• **Stated exercise**: Could you turn the lines of the entries below, from the line containing "and find steel" through the end of the entries, both included, into a numbered list with blank lines omitted?

• **Material for the task**:
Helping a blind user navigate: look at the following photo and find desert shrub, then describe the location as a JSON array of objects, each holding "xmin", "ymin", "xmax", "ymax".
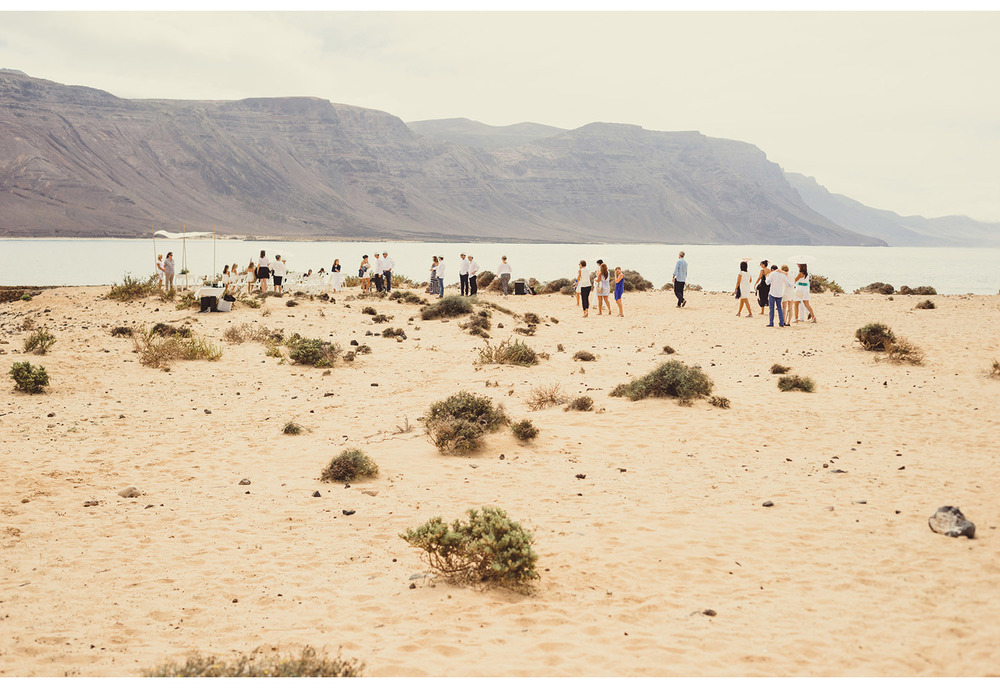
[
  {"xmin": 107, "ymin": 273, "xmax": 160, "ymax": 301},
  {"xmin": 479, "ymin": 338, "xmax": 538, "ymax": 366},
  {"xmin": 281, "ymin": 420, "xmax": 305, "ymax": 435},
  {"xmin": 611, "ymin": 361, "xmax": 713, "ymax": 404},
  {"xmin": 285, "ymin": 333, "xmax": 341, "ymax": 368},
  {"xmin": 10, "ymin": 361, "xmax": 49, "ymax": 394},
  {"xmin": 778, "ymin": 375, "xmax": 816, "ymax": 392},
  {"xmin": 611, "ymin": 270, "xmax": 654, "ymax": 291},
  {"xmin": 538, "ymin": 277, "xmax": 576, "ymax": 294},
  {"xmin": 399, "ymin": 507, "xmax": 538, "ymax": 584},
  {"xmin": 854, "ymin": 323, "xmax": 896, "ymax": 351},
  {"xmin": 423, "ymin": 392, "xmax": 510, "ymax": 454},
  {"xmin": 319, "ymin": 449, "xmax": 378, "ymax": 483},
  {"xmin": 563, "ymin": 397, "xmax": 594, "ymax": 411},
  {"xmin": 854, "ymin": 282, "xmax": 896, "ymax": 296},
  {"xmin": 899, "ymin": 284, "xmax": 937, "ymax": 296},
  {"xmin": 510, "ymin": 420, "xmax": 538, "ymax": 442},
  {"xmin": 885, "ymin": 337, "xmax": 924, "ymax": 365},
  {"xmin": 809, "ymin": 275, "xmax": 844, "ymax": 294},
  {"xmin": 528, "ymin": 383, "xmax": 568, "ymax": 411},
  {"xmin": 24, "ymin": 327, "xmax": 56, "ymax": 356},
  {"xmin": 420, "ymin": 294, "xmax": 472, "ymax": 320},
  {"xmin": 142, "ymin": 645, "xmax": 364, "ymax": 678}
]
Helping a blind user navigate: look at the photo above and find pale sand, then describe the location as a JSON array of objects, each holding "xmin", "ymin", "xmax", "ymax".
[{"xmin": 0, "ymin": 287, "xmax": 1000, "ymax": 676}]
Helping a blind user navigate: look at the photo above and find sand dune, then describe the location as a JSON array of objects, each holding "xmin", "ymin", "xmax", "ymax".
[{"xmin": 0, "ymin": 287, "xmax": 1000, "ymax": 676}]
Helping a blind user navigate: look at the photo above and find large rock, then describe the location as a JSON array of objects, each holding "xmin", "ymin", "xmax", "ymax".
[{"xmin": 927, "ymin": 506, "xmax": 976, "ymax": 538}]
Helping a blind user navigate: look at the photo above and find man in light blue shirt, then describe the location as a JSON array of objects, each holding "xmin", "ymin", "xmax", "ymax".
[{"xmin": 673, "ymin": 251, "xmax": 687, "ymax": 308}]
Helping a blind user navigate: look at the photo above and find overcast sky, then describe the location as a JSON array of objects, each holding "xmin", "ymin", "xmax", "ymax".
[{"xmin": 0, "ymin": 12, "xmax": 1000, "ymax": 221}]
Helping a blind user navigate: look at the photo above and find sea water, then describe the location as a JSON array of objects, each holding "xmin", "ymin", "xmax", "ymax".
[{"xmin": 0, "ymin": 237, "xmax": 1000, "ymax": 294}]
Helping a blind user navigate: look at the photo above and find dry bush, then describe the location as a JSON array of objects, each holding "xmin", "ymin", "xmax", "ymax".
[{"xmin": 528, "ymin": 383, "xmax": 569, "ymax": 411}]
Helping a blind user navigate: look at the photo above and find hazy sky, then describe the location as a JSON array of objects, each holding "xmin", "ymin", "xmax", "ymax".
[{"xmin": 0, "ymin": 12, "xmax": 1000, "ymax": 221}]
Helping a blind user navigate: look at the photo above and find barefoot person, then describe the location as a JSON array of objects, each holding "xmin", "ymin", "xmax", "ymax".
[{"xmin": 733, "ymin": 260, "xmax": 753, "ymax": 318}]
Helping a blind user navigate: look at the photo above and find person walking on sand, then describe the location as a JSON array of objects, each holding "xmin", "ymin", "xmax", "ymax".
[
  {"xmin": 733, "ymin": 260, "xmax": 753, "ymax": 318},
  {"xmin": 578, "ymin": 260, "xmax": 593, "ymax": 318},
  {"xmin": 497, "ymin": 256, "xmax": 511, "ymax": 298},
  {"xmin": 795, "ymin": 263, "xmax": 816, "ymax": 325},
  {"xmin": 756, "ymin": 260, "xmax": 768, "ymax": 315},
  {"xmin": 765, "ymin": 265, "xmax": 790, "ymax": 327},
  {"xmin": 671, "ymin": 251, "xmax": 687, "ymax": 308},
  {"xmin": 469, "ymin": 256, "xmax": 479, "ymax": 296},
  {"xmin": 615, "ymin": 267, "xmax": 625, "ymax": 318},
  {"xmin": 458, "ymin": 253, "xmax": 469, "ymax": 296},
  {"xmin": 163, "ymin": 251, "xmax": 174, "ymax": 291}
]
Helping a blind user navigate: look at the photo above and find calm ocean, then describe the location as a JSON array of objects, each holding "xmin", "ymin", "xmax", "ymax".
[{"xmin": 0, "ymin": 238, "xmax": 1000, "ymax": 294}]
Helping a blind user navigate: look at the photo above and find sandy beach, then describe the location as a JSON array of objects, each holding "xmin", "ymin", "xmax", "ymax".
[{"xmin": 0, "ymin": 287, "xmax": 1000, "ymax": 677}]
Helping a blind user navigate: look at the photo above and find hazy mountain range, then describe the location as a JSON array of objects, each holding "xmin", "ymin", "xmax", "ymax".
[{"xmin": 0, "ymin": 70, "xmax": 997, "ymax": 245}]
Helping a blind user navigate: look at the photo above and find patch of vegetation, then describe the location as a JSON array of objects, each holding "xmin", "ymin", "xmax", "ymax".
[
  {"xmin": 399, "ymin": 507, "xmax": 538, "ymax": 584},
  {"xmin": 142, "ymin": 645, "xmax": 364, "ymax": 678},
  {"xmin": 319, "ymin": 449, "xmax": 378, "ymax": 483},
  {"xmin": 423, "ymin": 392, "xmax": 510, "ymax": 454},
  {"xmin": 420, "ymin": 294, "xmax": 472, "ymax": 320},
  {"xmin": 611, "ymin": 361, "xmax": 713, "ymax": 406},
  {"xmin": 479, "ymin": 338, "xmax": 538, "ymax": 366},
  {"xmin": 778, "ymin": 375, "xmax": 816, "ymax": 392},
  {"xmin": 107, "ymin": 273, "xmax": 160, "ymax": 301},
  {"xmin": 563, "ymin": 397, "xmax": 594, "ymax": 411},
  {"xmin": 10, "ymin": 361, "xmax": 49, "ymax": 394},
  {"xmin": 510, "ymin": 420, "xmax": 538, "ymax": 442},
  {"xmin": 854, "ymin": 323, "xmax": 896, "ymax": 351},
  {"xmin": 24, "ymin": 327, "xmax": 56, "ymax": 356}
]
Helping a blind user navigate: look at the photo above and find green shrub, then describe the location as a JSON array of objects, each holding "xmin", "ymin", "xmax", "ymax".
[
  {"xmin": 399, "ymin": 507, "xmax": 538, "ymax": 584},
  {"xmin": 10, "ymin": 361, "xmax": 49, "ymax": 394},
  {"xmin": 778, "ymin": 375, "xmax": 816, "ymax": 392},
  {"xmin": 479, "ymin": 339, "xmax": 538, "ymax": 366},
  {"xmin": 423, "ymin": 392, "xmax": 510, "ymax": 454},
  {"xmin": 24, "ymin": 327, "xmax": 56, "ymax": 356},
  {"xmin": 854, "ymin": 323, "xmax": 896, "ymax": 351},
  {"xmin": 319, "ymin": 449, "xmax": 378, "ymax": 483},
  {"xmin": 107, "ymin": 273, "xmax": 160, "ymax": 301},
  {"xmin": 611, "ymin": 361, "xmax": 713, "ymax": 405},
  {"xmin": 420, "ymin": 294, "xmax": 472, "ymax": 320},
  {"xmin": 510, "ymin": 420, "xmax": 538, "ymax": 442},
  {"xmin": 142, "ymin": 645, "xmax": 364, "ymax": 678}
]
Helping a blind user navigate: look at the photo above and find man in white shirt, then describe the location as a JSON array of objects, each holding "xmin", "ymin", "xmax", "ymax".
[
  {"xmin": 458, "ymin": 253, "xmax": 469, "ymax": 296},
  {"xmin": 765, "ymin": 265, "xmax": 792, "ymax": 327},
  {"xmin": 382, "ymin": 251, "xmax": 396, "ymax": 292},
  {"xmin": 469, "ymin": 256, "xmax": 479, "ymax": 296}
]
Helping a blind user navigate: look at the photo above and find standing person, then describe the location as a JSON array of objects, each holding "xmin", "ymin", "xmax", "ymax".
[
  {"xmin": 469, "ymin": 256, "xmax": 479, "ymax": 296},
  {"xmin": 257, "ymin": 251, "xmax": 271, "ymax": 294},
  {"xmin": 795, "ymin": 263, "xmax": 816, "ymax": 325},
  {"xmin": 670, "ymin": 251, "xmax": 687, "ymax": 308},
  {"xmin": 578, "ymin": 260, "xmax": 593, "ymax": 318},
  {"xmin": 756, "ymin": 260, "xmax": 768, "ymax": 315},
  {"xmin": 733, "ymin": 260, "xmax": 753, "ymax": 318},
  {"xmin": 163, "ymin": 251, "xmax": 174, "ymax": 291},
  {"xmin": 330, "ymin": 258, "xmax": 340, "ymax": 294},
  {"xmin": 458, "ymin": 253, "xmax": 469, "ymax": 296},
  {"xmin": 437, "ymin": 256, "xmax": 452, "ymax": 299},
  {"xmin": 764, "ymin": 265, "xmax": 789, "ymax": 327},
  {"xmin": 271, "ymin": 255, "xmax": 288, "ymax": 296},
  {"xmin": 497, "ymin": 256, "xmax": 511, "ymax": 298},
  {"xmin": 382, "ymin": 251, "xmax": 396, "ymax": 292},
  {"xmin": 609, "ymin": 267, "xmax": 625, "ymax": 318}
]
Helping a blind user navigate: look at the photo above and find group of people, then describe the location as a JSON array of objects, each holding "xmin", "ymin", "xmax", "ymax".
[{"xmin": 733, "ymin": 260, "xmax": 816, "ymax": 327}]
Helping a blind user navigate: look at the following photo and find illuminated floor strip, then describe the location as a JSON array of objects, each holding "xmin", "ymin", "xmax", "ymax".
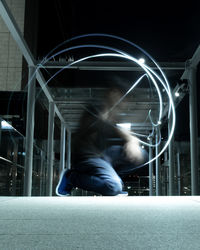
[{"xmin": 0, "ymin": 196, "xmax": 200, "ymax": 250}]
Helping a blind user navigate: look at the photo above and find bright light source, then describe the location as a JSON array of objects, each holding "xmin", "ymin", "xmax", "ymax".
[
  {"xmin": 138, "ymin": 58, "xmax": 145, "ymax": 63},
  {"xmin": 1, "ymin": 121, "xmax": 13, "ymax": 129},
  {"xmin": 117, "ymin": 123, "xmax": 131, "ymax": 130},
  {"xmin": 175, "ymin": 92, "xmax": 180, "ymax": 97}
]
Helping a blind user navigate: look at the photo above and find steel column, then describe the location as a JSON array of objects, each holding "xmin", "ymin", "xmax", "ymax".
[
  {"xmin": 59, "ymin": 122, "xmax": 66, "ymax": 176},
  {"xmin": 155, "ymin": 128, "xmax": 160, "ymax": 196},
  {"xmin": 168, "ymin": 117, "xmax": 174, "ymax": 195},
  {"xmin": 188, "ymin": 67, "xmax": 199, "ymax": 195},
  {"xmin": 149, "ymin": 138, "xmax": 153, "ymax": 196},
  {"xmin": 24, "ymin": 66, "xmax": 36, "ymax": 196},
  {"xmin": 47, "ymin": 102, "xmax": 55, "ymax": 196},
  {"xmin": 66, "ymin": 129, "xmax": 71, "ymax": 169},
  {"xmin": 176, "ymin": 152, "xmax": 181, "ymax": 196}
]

• **Finished task**:
1. Helping a blind user navigate: look at the photo above and find steel column, then describe the location as a JSON array of objects, each holding "xmin", "ymin", "xmax", "ymax".
2. [
3.   {"xmin": 59, "ymin": 122, "xmax": 66, "ymax": 176},
4.   {"xmin": 155, "ymin": 128, "xmax": 160, "ymax": 196},
5.   {"xmin": 168, "ymin": 117, "xmax": 174, "ymax": 195},
6.   {"xmin": 188, "ymin": 67, "xmax": 199, "ymax": 195},
7.   {"xmin": 149, "ymin": 138, "xmax": 153, "ymax": 196},
8.   {"xmin": 24, "ymin": 66, "xmax": 36, "ymax": 196},
9.   {"xmin": 47, "ymin": 102, "xmax": 55, "ymax": 196},
10.   {"xmin": 66, "ymin": 129, "xmax": 71, "ymax": 169},
11.   {"xmin": 176, "ymin": 152, "xmax": 181, "ymax": 196}
12. ]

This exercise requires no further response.